**Text section**

Why it earned this rating
Our assessment
VAROOM II is an unusual variable annuity built on low-cost iShares and Vanguard ETF subaccounts with a short 5-year surrender and no market value adjustment. The structure is clean and the optional GLWB is fairly priced, but the 1.90% base separate-account charge is steep for a stripped-down accumulation contract and the IRA-only restriction narrows its fit. It lands mid-pack in its peer group — better-designed than a typical high-fee VA, but hard to justify over holding the same ETFs in a regular IRA unless you want the income rider.
The short version
This is a tax-deferred IRA wrapper around a menu of low-cost index ETFs, sold with an optional guaranteed lifetime income rider you can turn on or leave off. What makes it different from most variable annuities is the ETF-based subaccount lineup and the relatively short 5-year surrender with no market value adjustment. What keeps it from being a slam-dunk is the 1.90% annual separate-account charge, which is a real drag on a contract whose whole pitch is low-cost index exposure. If you want the income guarantee, the math gets more interesting. If you just want the ETFs, your own IRA already gives you tax deferral for free.
Key facts
The full review
Is Integrity VAROOM II a Good Annuity?
It depends on why you want it. For an IRA owner who wants a guaranteed lifetime income rider wrapped around low-cost index ETFs, it is a reasonable, fairly transparent option. For someone who just wants cheap index exposure with tax deferral, it is hard to justify — the contract sits inside an IRA, which is already tax-deferred, so you are paying 1.90% a year for a wrapper that duplicates a benefit you already have. The product earns its keep only when you value the income guarantee or the disciplined allocation structure.
Why Someone Would Buy This Annuity
The rational reason to buy VAROOM II is the optional guaranteed lifetime withdrawal benefit. It lets you keep market-linked growth potential through the ETF subaccounts while bolting on a floor of guaranteed lifetime income you control the timing of. The secondary reason is cost discipline on the investment side: most variable annuities bury you in expensive actively managed funds, and this one uses index ETFs with net expenses as low as 0.03%. For an IRA holder who specifically wants insurance-backed income but does not want to overpay on fund fees, that combination is genuinely uncommon.

**Complete the following**
**A)** Decide whether each statement agrees with the VAROOM II review, answering yes or no and quoting the exact words of the review that settle it: (i) the contract has a 5-year surrender with no market value adjustment; (ii) the optional GLWB is described as overpriced; (iii) the ETF subaccounts carry net expenses as low as 0.03%.
**B)** Please continue the VAROOM II review, starting right after its final sentence.
The items after the VAROOM II review aren't needed for any of this.

**Data entries**
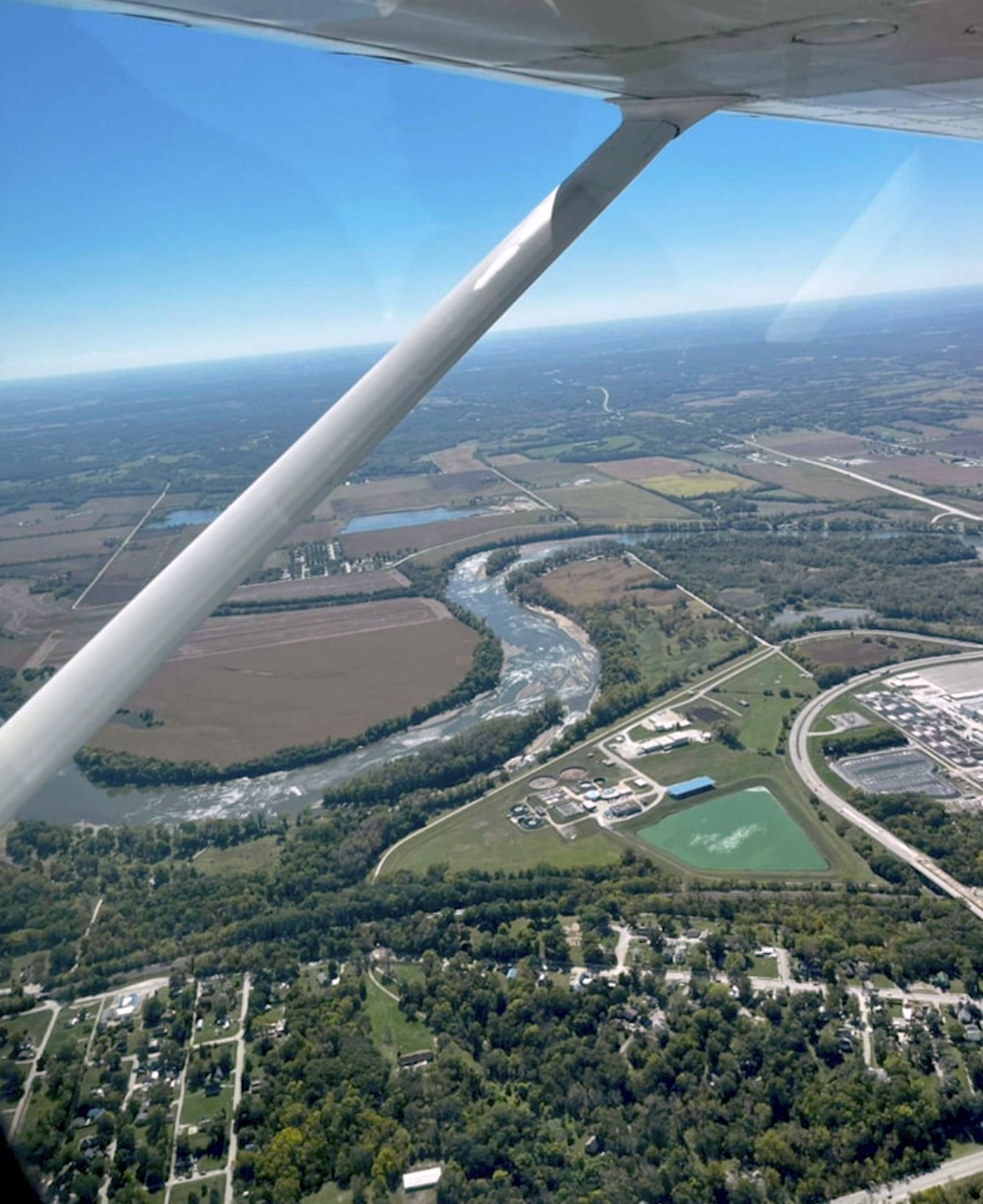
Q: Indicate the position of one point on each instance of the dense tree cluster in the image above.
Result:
(914, 582)
(107, 768)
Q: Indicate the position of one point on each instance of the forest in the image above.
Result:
(711, 1099)
(917, 582)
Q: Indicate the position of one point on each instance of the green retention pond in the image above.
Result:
(746, 831)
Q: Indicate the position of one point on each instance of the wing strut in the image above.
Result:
(52, 725)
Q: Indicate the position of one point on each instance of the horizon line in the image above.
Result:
(232, 356)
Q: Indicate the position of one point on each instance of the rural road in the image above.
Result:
(122, 548)
(22, 1107)
(798, 747)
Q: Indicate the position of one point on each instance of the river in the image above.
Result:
(541, 659)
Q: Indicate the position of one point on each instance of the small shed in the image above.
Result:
(418, 1180)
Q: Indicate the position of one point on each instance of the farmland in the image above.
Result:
(678, 478)
(248, 686)
(588, 582)
(744, 831)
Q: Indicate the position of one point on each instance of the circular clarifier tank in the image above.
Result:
(845, 33)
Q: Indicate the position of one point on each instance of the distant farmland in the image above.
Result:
(248, 686)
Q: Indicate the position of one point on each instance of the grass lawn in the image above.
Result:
(32, 1023)
(744, 831)
(181, 1193)
(615, 503)
(394, 1032)
(960, 1149)
(241, 859)
(481, 834)
(331, 1193)
(764, 967)
(200, 1108)
(71, 1036)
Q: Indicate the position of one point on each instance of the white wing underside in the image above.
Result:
(912, 65)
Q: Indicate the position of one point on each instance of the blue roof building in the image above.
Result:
(693, 787)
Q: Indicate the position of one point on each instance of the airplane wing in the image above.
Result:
(914, 65)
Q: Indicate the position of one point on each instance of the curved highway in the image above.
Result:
(798, 747)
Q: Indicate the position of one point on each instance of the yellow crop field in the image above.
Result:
(693, 484)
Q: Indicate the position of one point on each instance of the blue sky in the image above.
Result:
(171, 194)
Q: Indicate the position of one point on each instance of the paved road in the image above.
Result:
(945, 508)
(798, 747)
(233, 1138)
(120, 549)
(22, 1107)
(183, 1080)
(955, 1168)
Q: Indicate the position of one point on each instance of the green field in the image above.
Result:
(181, 1193)
(746, 831)
(481, 834)
(394, 1032)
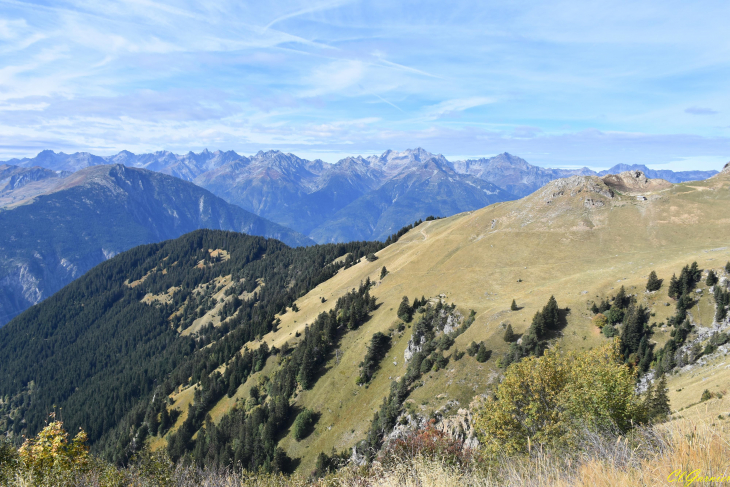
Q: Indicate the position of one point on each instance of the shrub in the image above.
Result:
(615, 315)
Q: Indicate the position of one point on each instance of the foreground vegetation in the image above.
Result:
(560, 419)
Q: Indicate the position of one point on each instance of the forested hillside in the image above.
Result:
(104, 347)
(49, 239)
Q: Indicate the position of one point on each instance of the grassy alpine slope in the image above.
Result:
(571, 239)
(576, 239)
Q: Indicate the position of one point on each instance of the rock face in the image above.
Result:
(94, 214)
(635, 182)
(457, 426)
(573, 186)
(358, 198)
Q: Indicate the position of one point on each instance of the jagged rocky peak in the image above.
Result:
(590, 188)
(634, 181)
(393, 162)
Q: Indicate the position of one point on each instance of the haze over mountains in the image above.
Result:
(355, 199)
(55, 227)
(183, 319)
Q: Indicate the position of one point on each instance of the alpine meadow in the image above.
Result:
(543, 300)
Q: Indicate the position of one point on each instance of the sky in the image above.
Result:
(561, 84)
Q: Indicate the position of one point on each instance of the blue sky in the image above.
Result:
(560, 84)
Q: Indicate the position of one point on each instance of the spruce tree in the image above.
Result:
(405, 312)
(621, 301)
(165, 421)
(509, 335)
(538, 327)
(550, 314)
(660, 401)
(711, 278)
(654, 283)
(482, 353)
(305, 377)
(674, 287)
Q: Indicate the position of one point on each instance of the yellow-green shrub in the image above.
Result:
(547, 400)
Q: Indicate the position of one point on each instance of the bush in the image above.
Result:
(548, 399)
(483, 354)
(600, 320)
(615, 315)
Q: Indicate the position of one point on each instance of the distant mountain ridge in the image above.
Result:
(355, 198)
(57, 232)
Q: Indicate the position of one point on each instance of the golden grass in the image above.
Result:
(475, 260)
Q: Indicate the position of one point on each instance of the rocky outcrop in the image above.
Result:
(573, 186)
(98, 212)
(635, 182)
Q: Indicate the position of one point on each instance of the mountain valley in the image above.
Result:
(57, 226)
(255, 309)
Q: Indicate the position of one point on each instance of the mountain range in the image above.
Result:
(212, 344)
(58, 225)
(357, 198)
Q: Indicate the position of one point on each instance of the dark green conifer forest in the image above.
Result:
(105, 359)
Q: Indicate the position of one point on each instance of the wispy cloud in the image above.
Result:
(449, 107)
(568, 83)
(701, 111)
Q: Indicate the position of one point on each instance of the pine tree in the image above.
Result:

**The results**
**A)**
(i) Yes: "a short 5-year surrender and no market value adjustment"
(ii) No: "the optional GLWB is fairly priced"
(iii) Yes: "index ETFs with net expenses as low as 0.03%"

**B)**
Who This Annuity Is Best For
I think this is best for someone in or near retirement, holding qualified money (traditional IRA, Roth IRA, or SEP IRA only — this contract cannot be bought with non-qualified dollars), who wants the option to convert part of their savings into guaranteed lifetime income while keeping market upside. It suits a person who values a short 5-year commitment over the 7-to-10-year lockups common in this space. It is a poor fit for anyone who just wants low-cost index growth — a regular brokerage IRA holding the same ETFs costs far less — and for anyone who needs flexible access to large sums, since allocation and transfer rules here are tightly restricted.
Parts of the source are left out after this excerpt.